# YOUR OBJECTIVE
Report all lines of the data below that hold the word "cluster".

⁂

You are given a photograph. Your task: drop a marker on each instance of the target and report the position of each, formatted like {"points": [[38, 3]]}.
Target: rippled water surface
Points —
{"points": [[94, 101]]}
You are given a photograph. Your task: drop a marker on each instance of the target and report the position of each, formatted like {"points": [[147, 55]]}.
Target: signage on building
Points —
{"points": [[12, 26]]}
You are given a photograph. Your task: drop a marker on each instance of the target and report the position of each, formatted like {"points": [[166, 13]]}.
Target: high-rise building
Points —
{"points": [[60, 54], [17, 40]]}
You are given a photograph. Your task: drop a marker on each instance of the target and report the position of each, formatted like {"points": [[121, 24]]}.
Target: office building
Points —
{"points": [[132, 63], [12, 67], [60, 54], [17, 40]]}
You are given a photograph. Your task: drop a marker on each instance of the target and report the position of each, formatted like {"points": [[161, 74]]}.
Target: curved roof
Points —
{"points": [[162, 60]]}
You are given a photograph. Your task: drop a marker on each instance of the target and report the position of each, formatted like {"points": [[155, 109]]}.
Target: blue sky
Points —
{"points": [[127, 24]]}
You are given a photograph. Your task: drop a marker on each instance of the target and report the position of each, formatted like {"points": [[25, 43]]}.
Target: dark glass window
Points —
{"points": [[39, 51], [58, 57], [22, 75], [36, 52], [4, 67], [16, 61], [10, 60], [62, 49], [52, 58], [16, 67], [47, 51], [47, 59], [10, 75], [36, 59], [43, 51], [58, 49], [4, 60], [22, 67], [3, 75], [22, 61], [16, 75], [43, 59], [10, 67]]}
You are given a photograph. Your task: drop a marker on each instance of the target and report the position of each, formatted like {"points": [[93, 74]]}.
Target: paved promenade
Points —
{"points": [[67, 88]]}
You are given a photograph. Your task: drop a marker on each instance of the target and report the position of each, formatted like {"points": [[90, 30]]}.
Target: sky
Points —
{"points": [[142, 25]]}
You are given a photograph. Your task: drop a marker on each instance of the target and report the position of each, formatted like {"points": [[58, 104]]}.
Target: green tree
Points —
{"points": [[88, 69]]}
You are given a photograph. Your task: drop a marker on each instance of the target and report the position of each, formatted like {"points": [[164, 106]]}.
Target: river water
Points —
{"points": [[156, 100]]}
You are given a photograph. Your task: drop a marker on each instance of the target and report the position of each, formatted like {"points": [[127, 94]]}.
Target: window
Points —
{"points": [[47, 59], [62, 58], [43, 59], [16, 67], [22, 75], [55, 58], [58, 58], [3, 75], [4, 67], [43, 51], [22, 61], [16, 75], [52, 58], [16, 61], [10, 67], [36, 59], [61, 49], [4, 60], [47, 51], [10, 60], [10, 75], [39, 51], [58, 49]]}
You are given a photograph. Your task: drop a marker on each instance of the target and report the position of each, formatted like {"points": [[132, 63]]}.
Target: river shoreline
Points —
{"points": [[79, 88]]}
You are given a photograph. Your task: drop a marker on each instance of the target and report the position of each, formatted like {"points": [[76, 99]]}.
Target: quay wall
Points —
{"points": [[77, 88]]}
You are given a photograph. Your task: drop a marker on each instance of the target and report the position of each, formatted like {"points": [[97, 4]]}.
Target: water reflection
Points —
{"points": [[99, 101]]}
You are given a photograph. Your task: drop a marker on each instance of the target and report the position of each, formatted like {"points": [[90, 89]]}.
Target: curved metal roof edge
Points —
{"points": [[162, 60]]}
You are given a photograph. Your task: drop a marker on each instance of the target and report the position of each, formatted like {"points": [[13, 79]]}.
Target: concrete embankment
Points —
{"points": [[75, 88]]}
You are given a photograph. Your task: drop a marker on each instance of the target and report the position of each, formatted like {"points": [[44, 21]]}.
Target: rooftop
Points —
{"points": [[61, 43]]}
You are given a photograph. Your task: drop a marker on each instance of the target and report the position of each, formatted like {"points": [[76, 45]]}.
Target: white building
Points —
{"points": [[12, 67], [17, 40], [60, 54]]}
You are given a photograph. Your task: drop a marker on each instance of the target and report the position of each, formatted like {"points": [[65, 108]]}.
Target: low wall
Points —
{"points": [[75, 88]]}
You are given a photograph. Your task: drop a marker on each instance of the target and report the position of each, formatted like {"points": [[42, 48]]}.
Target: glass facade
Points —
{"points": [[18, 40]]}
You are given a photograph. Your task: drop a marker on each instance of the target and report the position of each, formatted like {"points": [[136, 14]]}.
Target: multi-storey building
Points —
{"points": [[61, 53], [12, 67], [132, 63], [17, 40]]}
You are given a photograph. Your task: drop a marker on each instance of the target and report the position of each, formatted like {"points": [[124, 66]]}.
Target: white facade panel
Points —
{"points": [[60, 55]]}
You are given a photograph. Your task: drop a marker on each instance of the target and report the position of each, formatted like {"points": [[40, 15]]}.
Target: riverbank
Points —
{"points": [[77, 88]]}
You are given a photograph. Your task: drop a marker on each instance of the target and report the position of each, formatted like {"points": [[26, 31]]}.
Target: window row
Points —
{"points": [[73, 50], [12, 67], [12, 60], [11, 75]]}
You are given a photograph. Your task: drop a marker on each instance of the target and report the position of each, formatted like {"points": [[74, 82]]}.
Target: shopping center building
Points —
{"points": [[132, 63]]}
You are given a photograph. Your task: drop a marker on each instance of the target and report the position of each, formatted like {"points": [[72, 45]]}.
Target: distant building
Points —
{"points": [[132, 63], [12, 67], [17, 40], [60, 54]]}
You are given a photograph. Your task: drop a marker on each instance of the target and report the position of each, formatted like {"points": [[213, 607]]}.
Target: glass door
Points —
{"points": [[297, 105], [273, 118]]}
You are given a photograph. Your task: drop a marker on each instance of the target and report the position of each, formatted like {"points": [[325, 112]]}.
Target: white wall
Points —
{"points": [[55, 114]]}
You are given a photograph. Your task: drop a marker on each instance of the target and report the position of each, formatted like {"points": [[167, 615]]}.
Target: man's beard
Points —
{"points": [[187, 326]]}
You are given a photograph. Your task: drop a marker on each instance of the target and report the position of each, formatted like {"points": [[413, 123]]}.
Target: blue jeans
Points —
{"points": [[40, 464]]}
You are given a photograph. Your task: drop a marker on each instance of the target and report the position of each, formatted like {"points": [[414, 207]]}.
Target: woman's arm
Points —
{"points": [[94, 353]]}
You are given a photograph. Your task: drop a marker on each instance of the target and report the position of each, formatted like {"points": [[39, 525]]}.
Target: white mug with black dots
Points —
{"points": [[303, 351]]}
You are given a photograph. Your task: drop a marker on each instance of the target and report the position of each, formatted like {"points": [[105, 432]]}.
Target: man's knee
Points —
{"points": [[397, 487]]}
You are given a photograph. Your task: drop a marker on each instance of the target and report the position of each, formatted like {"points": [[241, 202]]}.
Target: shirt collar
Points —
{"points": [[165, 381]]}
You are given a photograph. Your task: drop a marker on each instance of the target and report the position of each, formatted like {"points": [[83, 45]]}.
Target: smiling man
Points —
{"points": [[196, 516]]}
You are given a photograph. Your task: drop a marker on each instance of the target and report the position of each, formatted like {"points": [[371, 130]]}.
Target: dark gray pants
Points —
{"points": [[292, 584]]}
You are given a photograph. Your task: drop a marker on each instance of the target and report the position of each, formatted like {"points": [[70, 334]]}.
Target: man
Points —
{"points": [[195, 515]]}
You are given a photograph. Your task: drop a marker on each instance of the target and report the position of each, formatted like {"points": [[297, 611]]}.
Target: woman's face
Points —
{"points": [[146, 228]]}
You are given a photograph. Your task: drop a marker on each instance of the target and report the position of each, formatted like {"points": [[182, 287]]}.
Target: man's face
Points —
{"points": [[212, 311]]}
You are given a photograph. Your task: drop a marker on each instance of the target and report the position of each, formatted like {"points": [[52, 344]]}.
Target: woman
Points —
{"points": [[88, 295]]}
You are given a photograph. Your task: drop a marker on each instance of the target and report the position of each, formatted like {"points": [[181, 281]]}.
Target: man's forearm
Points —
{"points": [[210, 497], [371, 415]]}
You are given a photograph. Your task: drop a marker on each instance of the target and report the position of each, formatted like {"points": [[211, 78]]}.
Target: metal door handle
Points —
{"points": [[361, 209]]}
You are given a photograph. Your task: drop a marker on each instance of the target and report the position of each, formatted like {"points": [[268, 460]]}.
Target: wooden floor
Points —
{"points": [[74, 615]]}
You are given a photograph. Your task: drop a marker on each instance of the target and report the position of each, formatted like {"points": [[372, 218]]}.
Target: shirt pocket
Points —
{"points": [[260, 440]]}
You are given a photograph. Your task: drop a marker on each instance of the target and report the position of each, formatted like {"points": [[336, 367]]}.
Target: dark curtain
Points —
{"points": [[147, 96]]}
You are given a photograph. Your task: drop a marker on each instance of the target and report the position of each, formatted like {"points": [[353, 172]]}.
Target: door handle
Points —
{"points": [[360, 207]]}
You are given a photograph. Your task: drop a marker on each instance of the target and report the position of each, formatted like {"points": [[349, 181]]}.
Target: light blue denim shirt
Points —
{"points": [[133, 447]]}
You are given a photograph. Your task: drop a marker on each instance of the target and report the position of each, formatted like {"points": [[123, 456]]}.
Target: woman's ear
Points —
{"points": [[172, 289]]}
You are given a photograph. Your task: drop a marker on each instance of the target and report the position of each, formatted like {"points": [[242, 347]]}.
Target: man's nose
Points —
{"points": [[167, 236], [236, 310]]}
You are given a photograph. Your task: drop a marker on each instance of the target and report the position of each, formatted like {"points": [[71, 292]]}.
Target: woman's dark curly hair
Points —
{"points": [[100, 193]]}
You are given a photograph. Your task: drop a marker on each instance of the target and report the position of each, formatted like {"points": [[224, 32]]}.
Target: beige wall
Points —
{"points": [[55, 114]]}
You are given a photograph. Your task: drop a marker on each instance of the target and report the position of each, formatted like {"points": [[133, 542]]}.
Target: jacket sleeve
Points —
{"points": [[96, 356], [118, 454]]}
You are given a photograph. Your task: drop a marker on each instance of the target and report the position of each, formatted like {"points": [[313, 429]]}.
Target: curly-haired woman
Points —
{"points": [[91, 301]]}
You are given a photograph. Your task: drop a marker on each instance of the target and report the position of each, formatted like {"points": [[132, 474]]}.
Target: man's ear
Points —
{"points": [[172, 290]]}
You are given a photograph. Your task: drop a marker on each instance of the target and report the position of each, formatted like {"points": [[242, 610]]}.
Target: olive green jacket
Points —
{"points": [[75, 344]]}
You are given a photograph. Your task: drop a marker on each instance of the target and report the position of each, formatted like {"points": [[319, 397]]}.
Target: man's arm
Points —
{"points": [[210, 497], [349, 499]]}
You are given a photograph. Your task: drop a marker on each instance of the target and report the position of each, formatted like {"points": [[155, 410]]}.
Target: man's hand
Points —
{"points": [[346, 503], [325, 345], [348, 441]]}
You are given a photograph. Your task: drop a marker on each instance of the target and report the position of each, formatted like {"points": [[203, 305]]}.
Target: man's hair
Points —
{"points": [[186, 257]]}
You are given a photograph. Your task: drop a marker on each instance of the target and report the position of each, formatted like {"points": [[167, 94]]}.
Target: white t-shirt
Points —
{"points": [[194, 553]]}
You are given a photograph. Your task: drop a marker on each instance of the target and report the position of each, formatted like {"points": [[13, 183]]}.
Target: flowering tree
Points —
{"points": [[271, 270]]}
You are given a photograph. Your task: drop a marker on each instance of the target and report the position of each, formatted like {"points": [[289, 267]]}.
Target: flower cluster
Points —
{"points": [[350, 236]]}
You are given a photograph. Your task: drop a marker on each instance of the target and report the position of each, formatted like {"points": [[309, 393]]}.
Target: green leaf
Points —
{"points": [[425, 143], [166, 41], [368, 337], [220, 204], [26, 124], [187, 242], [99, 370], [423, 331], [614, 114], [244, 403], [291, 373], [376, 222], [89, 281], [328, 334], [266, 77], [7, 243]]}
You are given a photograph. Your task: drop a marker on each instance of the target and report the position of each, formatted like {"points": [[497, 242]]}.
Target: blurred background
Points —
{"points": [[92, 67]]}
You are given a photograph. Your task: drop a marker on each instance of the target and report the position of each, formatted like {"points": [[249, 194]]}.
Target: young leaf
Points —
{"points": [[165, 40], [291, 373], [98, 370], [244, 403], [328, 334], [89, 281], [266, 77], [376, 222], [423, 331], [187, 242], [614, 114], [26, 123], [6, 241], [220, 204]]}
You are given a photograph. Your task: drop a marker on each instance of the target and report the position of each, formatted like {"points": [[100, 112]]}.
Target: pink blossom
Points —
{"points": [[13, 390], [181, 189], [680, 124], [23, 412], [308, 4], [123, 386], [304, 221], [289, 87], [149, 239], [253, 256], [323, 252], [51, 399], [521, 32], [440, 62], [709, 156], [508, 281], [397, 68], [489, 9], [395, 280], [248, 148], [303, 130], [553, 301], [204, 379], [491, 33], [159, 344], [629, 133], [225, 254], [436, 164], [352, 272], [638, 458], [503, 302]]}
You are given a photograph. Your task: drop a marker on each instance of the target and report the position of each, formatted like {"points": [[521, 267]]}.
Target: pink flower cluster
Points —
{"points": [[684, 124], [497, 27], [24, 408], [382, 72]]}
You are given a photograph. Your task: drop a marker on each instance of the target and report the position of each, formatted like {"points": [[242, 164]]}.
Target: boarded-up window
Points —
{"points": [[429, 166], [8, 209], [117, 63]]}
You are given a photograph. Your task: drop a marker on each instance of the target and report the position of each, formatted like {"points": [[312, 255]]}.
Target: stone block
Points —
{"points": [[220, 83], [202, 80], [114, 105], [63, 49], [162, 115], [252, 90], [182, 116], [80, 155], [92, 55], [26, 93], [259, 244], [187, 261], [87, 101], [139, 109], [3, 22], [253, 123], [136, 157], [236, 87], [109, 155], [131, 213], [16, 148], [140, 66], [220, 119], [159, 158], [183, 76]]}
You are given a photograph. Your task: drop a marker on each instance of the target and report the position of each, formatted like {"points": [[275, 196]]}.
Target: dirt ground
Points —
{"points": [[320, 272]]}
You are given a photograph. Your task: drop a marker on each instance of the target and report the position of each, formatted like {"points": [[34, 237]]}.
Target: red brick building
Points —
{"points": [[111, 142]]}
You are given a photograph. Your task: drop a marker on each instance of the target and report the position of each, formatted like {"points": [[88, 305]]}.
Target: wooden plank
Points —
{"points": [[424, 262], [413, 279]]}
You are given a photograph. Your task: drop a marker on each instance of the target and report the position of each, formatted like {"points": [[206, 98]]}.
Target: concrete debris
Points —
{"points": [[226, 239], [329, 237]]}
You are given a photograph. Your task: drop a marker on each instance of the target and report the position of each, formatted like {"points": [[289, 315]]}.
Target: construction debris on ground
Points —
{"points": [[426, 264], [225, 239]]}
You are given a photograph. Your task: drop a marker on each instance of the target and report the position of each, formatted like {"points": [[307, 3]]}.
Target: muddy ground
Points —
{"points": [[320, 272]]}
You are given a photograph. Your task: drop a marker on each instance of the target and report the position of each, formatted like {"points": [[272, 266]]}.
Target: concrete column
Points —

⁂

# ANSWER
Target: flower cluster
Target: pink flower cluster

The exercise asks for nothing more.